__EXCERTO FORNECIDO__
□ □ □ □ □

Guiné-Bissau: Saída da ECOMIB gera alívio e desconforto
2 de setembro de 2020Ao fim de oito anos na Guiné-Bissau, a força de interposição dos Estados da África Ocidental (ECOMIB) deixa o país como o encontrou: em meio a uma crise política - talvez menos grave em relação a de 2012, quando a força militar da Comunidade Económica dos Estados de África Ocidental (CEDEAO) chegou ao país, semanas depois de um golpe de Estado.
A força veio com o objetivo de proteger as instituições públicas e os seus titulares, para a garantia da estabilidade do país.
Durante a sua permanência no solo guineense, a força militar viu-se entre elogios e críticas sobre a sua eficácia. O analista político Mariano Pina é um dos que dá nota positiva a ECOMIB.
"Eu penso que esta força, realmente, teve um papel muito importante e dissuasor na Guiné-Bissau, durante esses oito anos. Teve um papel muito importante durante o processo eleitoral de 2014, que foi um processo que se não tivéssemos a ECOMIB, seria um processo igual ou pior do que o processo que tivemos em dezembro do ano passado", considera.

□ □ □ □ □

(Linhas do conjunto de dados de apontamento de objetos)
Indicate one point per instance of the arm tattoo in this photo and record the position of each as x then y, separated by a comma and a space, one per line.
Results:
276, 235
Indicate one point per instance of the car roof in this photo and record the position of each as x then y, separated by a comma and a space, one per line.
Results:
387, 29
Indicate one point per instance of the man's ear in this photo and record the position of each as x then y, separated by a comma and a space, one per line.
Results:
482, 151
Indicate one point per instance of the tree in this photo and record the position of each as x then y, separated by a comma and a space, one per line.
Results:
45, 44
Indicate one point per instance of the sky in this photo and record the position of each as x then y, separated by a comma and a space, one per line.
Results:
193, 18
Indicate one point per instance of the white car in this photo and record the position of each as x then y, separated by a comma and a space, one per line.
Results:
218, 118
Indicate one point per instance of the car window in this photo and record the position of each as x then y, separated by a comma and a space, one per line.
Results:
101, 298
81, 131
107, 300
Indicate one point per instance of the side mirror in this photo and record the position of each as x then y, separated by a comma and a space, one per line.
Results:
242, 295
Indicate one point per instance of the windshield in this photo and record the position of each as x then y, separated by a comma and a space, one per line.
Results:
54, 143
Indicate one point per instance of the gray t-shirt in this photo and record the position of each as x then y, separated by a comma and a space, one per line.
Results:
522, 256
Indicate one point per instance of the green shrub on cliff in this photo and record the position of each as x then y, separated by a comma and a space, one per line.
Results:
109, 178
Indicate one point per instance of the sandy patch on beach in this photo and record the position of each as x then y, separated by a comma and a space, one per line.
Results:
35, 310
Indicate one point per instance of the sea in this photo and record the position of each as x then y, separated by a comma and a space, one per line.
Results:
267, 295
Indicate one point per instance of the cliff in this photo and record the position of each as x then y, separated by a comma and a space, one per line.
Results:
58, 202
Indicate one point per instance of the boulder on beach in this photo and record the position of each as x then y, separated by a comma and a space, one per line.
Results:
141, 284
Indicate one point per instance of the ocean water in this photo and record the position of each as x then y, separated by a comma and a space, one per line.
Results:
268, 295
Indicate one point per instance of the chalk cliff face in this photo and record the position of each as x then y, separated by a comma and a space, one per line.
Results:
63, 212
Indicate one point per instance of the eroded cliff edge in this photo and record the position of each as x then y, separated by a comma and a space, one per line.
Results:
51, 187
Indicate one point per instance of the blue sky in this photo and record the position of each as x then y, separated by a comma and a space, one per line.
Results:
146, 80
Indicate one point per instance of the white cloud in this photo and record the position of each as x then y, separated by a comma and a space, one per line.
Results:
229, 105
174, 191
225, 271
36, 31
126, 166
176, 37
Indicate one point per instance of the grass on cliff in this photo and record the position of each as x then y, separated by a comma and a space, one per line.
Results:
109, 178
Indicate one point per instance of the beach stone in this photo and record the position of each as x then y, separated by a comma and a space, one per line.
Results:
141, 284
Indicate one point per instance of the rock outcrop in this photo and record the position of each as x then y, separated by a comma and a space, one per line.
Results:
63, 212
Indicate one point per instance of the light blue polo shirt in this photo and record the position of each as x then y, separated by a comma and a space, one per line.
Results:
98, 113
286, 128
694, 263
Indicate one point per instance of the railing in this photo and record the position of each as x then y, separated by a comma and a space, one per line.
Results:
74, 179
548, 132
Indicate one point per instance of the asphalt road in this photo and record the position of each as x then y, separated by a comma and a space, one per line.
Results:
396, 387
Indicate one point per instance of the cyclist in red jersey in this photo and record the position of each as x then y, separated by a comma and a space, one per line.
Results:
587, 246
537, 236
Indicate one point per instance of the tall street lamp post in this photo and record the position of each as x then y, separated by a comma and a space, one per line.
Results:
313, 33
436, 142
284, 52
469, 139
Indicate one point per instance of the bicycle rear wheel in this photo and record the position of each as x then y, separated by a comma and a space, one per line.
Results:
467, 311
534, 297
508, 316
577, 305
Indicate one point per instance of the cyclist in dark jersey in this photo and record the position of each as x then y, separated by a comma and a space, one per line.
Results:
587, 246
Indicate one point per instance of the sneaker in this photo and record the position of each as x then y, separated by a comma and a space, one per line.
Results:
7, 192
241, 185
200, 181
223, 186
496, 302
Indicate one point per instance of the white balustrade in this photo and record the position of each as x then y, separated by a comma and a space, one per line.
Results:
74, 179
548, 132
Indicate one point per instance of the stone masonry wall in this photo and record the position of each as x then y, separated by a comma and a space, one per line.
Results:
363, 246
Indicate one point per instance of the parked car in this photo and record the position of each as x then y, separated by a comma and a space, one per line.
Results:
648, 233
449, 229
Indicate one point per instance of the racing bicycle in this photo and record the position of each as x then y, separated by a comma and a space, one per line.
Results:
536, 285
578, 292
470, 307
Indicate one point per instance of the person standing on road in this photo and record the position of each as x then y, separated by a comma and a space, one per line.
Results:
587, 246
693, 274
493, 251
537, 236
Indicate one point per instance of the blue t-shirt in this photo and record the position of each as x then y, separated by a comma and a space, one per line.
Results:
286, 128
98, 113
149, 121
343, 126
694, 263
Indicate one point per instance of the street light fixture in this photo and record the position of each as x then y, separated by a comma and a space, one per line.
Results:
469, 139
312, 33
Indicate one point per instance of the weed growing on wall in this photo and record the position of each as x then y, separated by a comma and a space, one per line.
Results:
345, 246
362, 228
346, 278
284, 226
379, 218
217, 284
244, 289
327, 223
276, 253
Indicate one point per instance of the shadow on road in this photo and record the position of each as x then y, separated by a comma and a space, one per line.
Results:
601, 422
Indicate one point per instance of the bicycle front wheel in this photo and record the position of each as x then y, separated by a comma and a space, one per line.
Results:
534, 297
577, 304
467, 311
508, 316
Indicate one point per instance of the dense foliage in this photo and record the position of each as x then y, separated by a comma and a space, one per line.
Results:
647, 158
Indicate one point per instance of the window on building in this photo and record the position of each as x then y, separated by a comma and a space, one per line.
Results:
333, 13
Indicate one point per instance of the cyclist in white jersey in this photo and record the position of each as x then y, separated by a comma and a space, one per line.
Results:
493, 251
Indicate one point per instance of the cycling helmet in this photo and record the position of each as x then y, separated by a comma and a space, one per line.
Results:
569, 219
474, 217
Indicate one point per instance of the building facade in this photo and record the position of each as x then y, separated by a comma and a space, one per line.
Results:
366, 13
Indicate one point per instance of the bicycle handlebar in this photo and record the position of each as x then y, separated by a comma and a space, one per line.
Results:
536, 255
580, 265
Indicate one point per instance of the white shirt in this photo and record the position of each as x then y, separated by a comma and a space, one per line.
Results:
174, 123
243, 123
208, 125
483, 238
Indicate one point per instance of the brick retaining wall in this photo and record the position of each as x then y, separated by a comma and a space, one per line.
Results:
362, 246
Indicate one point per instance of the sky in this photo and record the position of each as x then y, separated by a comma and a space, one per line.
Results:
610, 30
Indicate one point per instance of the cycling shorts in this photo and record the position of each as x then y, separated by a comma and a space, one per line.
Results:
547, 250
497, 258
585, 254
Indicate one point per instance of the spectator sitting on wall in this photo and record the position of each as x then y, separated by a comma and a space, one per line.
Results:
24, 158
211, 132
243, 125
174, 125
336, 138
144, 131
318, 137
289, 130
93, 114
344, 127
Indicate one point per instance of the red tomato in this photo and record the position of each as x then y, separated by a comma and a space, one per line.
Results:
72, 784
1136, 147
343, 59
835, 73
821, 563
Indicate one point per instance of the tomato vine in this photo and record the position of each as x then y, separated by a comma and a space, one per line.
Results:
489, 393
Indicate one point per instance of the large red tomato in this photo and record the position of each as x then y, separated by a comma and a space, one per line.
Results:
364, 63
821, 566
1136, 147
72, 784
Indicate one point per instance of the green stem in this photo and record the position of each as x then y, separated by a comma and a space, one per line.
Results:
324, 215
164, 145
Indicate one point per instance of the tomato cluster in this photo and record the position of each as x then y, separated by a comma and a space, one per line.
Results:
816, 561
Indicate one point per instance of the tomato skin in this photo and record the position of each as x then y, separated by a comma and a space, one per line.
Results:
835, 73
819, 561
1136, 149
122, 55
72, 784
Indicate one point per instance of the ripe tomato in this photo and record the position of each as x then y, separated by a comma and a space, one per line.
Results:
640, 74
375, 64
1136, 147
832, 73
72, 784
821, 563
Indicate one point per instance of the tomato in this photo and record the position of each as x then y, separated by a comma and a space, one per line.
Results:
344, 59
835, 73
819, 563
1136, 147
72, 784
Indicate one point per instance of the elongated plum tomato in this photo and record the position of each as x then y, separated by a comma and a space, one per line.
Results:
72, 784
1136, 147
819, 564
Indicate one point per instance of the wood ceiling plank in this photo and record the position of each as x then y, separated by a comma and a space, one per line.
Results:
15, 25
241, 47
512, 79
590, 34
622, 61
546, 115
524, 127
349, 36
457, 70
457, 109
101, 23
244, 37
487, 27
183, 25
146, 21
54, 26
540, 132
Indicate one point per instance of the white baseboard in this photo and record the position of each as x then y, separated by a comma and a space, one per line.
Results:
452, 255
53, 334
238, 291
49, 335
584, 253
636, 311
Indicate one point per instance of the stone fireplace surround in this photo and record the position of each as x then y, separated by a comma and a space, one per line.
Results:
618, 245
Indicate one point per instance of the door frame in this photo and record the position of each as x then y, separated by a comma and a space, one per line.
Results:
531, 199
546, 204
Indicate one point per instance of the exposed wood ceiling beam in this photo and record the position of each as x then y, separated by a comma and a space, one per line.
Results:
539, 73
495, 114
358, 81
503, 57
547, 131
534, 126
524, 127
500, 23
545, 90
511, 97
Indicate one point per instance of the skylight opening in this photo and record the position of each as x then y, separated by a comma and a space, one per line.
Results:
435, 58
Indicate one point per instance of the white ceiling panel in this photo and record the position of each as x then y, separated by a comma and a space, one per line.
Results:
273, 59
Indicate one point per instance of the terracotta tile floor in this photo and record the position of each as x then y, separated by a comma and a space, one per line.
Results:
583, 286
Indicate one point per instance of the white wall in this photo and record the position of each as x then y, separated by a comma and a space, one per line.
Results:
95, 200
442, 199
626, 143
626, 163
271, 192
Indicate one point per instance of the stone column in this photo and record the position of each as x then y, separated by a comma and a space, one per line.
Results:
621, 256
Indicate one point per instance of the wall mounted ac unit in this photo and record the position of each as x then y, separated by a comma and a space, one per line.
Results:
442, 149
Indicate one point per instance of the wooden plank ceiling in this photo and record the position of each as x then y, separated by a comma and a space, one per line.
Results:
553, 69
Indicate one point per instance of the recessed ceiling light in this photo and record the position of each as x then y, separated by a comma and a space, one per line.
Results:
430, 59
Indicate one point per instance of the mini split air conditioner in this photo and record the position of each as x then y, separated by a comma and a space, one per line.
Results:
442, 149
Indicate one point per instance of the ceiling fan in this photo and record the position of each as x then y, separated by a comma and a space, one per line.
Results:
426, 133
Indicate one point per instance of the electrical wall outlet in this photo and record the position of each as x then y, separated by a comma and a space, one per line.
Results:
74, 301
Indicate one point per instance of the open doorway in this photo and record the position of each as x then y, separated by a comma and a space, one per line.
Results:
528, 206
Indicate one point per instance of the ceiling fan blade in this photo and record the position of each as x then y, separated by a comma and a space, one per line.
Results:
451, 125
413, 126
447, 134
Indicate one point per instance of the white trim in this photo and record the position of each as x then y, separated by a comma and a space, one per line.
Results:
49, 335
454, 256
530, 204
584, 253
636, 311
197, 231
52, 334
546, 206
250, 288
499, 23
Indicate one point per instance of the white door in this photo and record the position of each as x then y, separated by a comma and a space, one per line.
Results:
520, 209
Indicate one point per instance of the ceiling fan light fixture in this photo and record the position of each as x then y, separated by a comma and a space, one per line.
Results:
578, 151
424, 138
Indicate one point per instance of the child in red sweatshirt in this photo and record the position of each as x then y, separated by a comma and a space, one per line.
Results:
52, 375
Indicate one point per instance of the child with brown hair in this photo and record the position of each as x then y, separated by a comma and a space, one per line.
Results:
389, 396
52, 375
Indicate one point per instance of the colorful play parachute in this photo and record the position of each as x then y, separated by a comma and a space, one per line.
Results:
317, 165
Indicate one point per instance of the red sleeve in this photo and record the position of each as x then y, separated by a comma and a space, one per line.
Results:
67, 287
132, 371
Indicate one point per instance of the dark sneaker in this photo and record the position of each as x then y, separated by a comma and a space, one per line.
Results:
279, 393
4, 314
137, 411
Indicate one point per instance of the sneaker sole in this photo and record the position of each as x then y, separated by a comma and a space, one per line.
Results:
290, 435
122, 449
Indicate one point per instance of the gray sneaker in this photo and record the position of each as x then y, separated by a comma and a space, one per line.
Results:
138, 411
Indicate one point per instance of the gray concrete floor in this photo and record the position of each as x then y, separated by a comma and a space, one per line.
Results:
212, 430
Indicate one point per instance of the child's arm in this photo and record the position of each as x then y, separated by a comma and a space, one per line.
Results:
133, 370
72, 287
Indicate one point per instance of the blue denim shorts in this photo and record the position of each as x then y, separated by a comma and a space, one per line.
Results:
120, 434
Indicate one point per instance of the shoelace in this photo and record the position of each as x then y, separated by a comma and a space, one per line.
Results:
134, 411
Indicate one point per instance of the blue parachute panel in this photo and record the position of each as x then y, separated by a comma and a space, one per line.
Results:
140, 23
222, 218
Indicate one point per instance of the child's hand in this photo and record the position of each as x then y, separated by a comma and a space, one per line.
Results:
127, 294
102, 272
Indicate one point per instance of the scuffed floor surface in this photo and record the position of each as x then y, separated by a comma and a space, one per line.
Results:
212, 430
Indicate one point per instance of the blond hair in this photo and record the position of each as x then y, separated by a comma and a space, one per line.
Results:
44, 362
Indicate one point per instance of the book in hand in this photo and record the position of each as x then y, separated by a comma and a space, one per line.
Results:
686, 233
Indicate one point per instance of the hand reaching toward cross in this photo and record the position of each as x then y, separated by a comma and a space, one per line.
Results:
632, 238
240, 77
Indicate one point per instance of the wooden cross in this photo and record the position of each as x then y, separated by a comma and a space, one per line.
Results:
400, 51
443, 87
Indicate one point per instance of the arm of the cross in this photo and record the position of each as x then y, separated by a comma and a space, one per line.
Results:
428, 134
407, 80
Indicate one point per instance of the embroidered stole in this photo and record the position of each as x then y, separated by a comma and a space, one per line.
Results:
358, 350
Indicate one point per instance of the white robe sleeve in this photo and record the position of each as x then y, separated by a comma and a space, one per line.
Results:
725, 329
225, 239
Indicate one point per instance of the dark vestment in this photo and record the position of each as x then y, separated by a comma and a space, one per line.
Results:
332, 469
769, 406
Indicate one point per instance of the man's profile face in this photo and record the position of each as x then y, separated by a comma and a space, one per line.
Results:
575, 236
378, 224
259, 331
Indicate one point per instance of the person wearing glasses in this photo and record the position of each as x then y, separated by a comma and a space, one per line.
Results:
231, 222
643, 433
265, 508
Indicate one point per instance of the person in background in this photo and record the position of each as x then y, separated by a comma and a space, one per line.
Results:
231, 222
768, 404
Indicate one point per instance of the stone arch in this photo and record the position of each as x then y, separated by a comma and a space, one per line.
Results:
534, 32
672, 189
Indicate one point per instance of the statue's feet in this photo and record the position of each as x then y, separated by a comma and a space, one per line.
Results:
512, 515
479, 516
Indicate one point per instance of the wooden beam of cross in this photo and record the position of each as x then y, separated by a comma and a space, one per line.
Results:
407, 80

□ □ □ □ □

__LISTA DE EXERCÍCIOS__
a – De acordo com a notícia sobre a saída da ECOMIB, quanto tempo a força permaneceu na Guiné-Bissau?
b – Transcreva o trecho da notícia sobre a saída da ECOMIB que começa nas palavras "Guiné-Bissau: Saída da" e termina em "golpe de Estado.".
c – Dê continuidade à notícia sobre a saída da ECOMIB da Guiné-Bissau a partir do ponto em que o texto termina.

__RESPOSTAS AOS EXERCÍCIOS__
a – Oito anos.

b –
Guiné-Bissau: Saída da ECOMIB gera alívio e desconforto
2 de setembro de 2020Ao fim de oito anos na Guiné-Bissau, a força de interposição dos Estados da África Ocidental (ECOMIB) deixa o país como o encontrou: em meio a uma crise política - talvez menos grave em relação a de 2012, quando a força militar da Comunidade Económica dos Estados de África Ocidental (CEDEAO) chegou ao país, semanas depois de um golpe de Estado.

c –
E Pina acrescenta que "depois, essa força teve um papel muito importante na questão de salvaguarda das instituições da República e dos seus representantes".
Perspetivas sem a ECOMIB
A retirada de contingente da CEDEAO pode abrir portas a três cenários possíveis na Guiné-Bissau, prevê o presidente do Movimento dos Cidadãos Conscientes e Inconformados, Sana Canté.
"O primeiro é a consolidação do poder absoluto do atual regime golpista, liderado por Umaro Sissoco Embaló. O segundo cenário terá a ver com a eventualidade do levantamento de uma força da restauração da ordem constitucional, contra o golpe e contra os atuais líderes do regime. Outro cenário é a incitação da eventual condenação do tribunal da CEDEAO, em pôr em causa a legitimidade de Umaro Sissoco Embaló, que foi reconhecido pela própria CEDEAO", enumera Canté.
Passividade e impopularidade
Vários observadores acusam a ECOMIB de passividade, quando podia ter agido em várias situações em que personalidades políticas e instituições estatais foram alvo de ataques e ocupação ilegais por agentes do Estado, como aconteceu depois da posse de Umaro Sissoco Embaló. Contudo Mariano Pina isenta a força militar da culpa.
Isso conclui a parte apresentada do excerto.